● **Extract to read**:
Segment Open
MIT Holding saw its business grow above expectations in the
first quarter, reporting triple-digit increases in revenues, service income and
gross profit, and a drastically reduced net loss. The source for such
incredible year-over-year growth? The company’s acceptance and adaptation to
the Affordable Care Act (ACA).
While many companies have pushed back against the ACA, MIT
Holding embraces the new healthcare law. Anything new means a change to the old
ways of doing business. Fight the changes and you have a host of new problems
to deal with on a daily basis. Change what you were doing, however, and those
problems just seem to disappear.
Meaningful Use Rules under the ACA requires doctor and
hospitals to document a patient’s recovery after discharge. This mandate
creates significant obstacles for hospitals, such as how to track a patient’s
recovery while they are at home and how to ensure they are taking the proper
medications, therapies, and keeping multiple appointments. These challenges are
sending hospitals nationwide scrambling to find a solution for these MUR
requirements.
Segment Closed
● **Dataset entries**:
Segment Open
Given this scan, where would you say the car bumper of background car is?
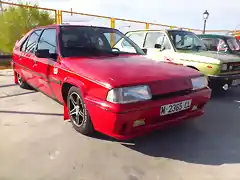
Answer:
[85,89,211,140]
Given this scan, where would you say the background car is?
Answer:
[116,30,240,91]
[12,25,211,139]
[197,34,240,55]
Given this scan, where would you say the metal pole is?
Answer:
[203,19,207,34]
[0,0,3,14]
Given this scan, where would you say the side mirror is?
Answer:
[142,48,147,54]
[35,49,50,58]
[154,44,162,49]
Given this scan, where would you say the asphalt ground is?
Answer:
[0,70,240,180]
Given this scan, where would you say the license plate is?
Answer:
[160,99,192,116]
[232,79,240,86]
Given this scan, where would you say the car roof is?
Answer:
[33,24,117,30]
[127,29,193,33]
[197,34,234,39]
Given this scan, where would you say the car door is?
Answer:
[36,28,61,99]
[18,29,42,87]
[143,31,173,62]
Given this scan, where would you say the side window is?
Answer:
[217,39,227,51]
[122,32,145,48]
[144,32,171,49]
[37,29,57,54]
[20,38,29,51]
[144,32,164,48]
[22,30,42,53]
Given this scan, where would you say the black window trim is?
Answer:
[20,28,43,55]
[35,27,59,62]
[121,31,147,48]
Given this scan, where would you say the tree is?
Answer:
[0,3,54,53]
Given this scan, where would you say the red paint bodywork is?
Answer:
[12,25,211,139]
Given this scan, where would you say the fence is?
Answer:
[0,1,237,34]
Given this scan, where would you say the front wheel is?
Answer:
[16,73,33,90]
[67,86,94,135]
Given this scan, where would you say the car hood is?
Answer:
[64,55,201,94]
[180,51,240,64]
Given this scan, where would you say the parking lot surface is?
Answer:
[0,71,240,180]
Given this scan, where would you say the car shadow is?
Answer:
[0,84,17,88]
[0,91,37,99]
[122,88,240,165]
[0,110,63,116]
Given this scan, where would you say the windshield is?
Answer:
[59,26,144,57]
[227,38,240,51]
[168,31,207,51]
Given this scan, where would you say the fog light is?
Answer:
[133,119,145,127]
[223,84,228,91]
[192,105,198,111]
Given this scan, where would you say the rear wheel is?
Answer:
[67,86,94,135]
[17,73,33,90]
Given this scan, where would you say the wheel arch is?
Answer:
[61,78,85,102]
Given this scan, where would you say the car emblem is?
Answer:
[53,67,58,74]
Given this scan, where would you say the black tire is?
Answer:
[16,73,33,90]
[67,86,94,135]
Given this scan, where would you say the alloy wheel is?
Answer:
[69,92,85,127]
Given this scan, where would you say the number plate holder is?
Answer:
[160,99,192,116]
[232,79,240,86]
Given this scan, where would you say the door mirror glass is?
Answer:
[35,49,50,58]
[154,44,162,49]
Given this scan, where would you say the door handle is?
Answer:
[18,54,22,60]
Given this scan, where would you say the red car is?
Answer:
[12,25,211,140]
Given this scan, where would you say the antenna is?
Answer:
[0,0,3,14]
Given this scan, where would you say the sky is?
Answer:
[3,0,240,30]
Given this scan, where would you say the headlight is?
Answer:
[221,64,227,71]
[191,76,208,90]
[107,85,152,104]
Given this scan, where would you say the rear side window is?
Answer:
[21,30,42,53]
[37,29,57,54]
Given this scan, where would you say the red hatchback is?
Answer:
[12,25,211,140]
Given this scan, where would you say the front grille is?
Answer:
[152,89,193,100]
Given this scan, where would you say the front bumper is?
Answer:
[208,74,240,80]
[85,88,211,140]
[208,74,240,86]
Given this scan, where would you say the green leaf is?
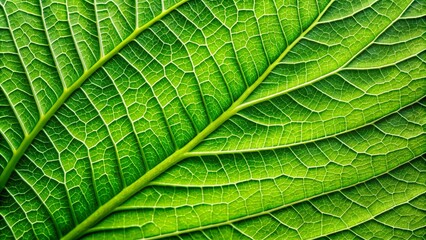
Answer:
[0,0,426,239]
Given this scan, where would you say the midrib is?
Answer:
[62,0,334,240]
[0,0,334,239]
[0,0,189,192]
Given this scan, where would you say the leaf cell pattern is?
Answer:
[0,0,426,239]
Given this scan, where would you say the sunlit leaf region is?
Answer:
[0,0,426,240]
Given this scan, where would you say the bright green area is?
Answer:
[0,0,426,239]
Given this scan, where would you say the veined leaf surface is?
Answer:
[0,0,426,239]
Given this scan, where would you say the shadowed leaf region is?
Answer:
[0,0,426,239]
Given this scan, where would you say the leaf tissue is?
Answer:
[0,0,426,239]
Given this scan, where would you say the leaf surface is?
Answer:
[0,0,426,239]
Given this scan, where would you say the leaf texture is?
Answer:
[0,0,426,239]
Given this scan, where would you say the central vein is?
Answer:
[63,0,334,240]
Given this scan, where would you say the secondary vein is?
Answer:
[0,0,188,192]
[62,0,334,240]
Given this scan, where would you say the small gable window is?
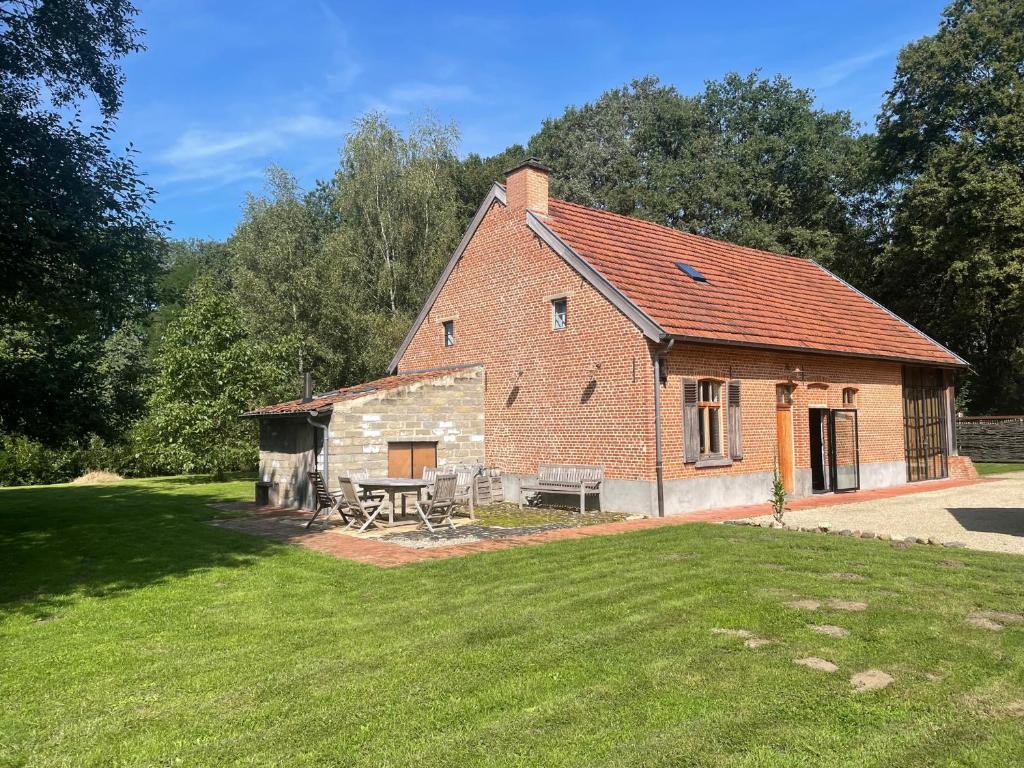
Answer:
[775,384,796,406]
[551,298,569,331]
Segment Closed
● **Required actions**:
1. Answer these from the article on MIT Holding:
(a) Which three figures rose by triple digits for MIT Holding in the first quarter?
(b) What does the article name as the source of that growth?
(c) What must doctors and hospitals document under the Meaningful Use Rules?
2. Please explain, in one to three sentences, why the article on MIT Holding says hospitals nationwide are scrambling.

● **Outputs by task**:
1.
(a) Revenues, service income and gross profit.
(b) The company's acceptance of and adaptation to the Affordable Care Act (ACA).
(c) A patient's recovery after discharge.

2. Hospitals are scrambling to meet the Meaningful Use Rules requirement to document a patient's recovery after discharge. That mandate creates significant obstacles: tracking recovery while patients are at home and making sure they take the proper medications and therapies and keep multiple appointments.